### Stated task
In the text below about political correctness and outrage, how long has Prince Charles called his Asian-born polo friend "Sooty"?

### Text
###

We might now be witnessing the third and presumably terminal phase in shame's long goodbye. Having enriched themselves on a scale that would make 19th-century robber barons blush while squandering the billions entrusted to their care, the titans of the finance industry have sought to redefine the whole concept of the bonus - from reward to entitlement - in order to pocket yet more loot even as they hold out their hands for taxpayer support.
As shame becomes an anachronism, the vacuum is being filled by outrage. This must be the most easily offended generation in history, thanks in no small part to the media. Ever alert to things that might offend us and ever ready to be offended on our behalf, the media simultaneously performs the roles of both Professor Pavlov and his dogs.
Much of this stems from political correctness, which boils down to an insistence that there are certain things we must be offended by if we wish to be seen as right-thinking people.
In its defence, political correctness' focus on the vocabulary of bigotry has had the desirable effect of largely eliminating the public expression of casual, vernacular racism. But its problematical aspects are flourishing, thanks to its symbiotic relationship with outrage - political correctness defines what's offensive; a few people take offence; the media inflates their bruised sensitivities into public outrage. Political correctness and the orthodoxy it seeks to advance are further entrenched.
One of those problematical aspects is the telling of tales, which can propel something said in jest and in private on to the front page. It's no coincidence that all totalitarian systems seek to create a nation of informers.
Take the case of Margaret Thatcher's daughter Carol, recently fired by the BBC for calling a black tennis player "a golliwog". The comment was made off-air to a colleague and a guest on her show.
Not content with giving Thatcher a well-deserved flea in her ear, they complained to network executives who showed her the door, partly because her colleagues were so "outraged" they didn't feel they could work with her, partly because her explanation/apology - that it was a jocular, indeed fond, reference to the old marmalade label - was viewed as insufficiently contrite.
Another is its blanket application which denies the possibility of legitimate exceptions. Take the case of Prince Charles, who for 15 years has called an Asian-born polo friend "Sooty". Khuldip Dhillon says he likes the nickname, which his friends use affectionately, and insists the Prince of Wales "is a man of zero prejudice".
Neither his testimony nor the Prince's well-documented championing of tolerance and diversity cut any ice with the Give Racism the Red Card campaign. Its spokesman declared sniffily, "In our view there is no friendly banter where racism is concerned. Members of the royal family should be aware that calling people Sooty is unacceptable."
Not to Dhillon, but he obviously doesn't know what's bad for him. It could be argued that it's patronising, if not actually racist, to imply that an Asian is too dim to realise he's being insulted by his so-called friends, or too much of a social climber to take offence.
And there's the threat to free speech. Last week the anti-Islamic Dutch politician Geert Wilders was barred from entering Britain to screen his short film Fitna, which was deemed inflammatory and likely to offend Muslims because it asserts a direct connection between the Koran and terrorism.
Foreign Secretary David Miliband declared that Britain has a profound commitment to freedom of speech but ... One is reminded of the Monty Python routine: "I am not a racist but ..." A big but in both cases.
Al Qaeda, meanwhile, has called for Wilders to be murdered. As George Bernard Shaw said, assassination is the extreme form of censorship.

###

### Records supplied
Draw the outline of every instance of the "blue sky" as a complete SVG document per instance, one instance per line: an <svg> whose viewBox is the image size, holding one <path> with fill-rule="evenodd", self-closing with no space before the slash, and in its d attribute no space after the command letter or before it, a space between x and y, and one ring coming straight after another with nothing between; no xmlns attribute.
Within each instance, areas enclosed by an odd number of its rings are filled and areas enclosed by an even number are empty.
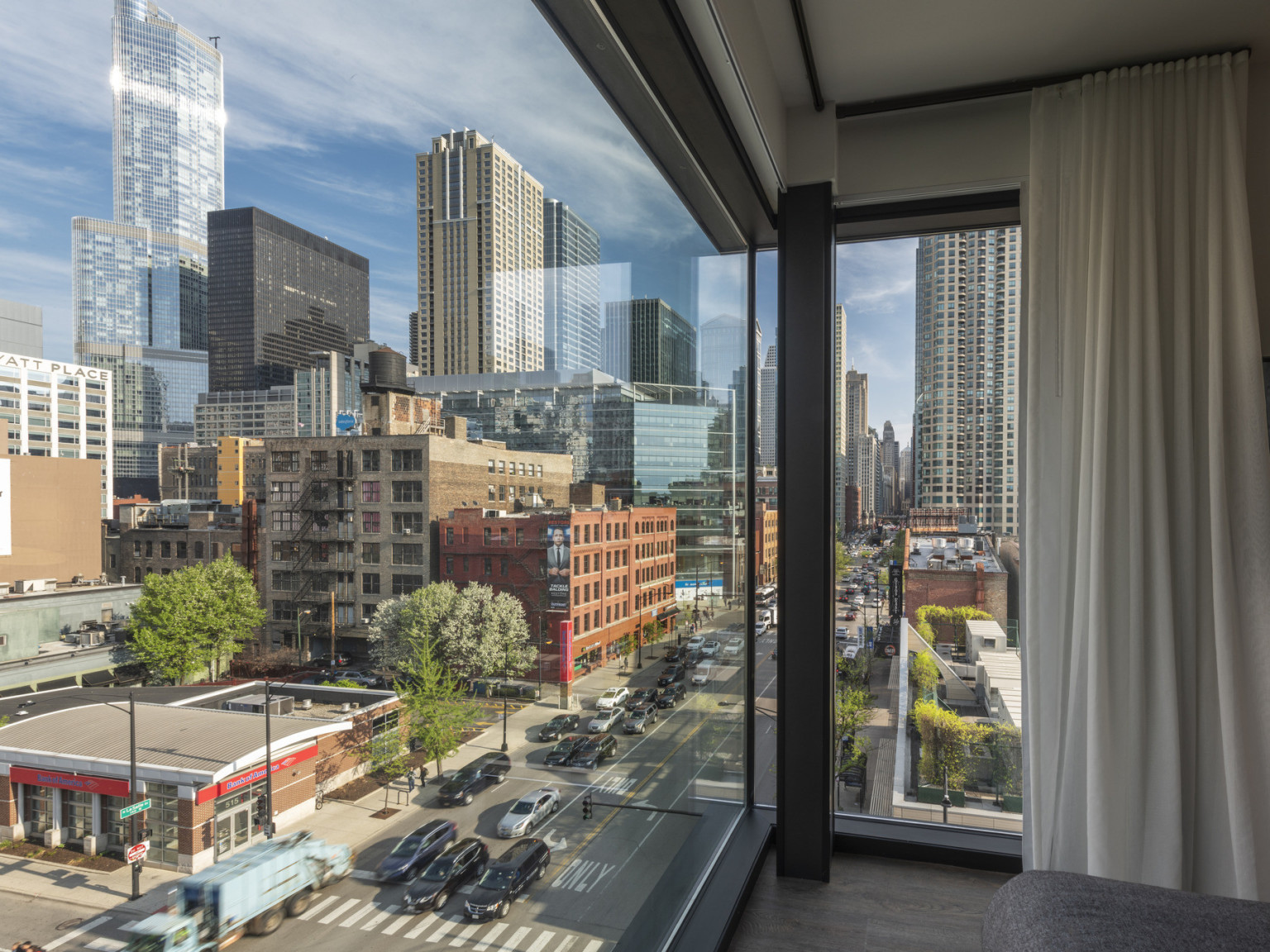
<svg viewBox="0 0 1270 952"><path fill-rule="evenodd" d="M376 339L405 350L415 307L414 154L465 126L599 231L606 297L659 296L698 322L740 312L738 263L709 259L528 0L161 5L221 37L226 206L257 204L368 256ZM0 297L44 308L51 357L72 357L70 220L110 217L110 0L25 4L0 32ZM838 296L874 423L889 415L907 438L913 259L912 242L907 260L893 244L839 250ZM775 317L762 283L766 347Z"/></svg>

###

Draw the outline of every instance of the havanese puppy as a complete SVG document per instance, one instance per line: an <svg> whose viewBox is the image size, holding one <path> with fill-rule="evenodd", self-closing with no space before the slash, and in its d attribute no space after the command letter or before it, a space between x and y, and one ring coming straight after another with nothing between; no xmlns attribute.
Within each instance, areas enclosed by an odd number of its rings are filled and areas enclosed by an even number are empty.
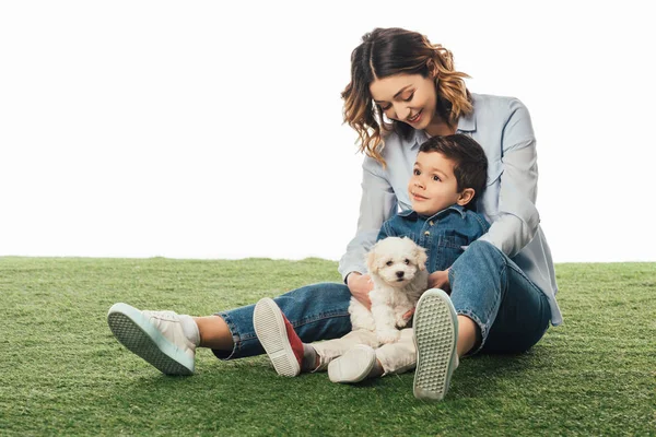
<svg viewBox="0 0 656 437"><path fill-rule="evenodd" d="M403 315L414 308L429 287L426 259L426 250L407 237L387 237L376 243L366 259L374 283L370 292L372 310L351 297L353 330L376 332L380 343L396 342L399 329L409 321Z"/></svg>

###

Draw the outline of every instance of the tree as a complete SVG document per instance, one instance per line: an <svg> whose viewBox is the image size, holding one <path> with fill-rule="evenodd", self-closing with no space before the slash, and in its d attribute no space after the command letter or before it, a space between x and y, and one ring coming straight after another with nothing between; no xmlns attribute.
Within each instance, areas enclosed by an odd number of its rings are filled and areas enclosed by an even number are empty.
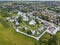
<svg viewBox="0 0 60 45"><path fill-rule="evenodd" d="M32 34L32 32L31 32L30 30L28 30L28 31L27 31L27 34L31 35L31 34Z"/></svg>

###

### Result of the exercise
For 15 years.